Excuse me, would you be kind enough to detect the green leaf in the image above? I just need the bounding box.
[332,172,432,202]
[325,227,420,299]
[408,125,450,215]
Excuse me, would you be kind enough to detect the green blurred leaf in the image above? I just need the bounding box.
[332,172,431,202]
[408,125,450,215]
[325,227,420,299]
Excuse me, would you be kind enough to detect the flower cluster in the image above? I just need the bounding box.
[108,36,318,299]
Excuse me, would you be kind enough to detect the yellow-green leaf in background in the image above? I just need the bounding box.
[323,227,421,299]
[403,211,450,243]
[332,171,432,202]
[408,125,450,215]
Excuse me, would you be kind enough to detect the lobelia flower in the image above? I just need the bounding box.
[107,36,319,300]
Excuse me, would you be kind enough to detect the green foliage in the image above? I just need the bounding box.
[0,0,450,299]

^^^^^^^^^^^^^^^^

→ **Set problem**
Copy out all of the rows above, character for character and in the same order.

→ **Completed exercise**
Excuse me, would you be kind enough to detect the green leaf in the image above? I just need the bounding box.
[332,172,432,202]
[325,227,420,299]
[408,125,450,215]
Excuse me, would you be kind enough to detect the green blurred leaf in the image above? I just need the bounding box.
[332,172,431,202]
[408,125,450,215]
[325,227,420,299]
Excuse me, would you be kind enough to detect the flower cluster in the image above? I just need the bounding box.
[108,36,318,299]
Excuse me, would you be kind enough to detect the yellow-green leaf in background in the image above? I just need the bounding box.
[323,227,421,299]
[403,211,450,243]
[332,171,432,202]
[408,125,450,215]
Excuse me, would you be kind enough to detect the lobelia flower in the image above? I just need the bounding box.
[107,36,319,300]
Excuse me, would you be kind enough to detect the green foliage in the image above? I just need the bounding box.
[0,0,450,299]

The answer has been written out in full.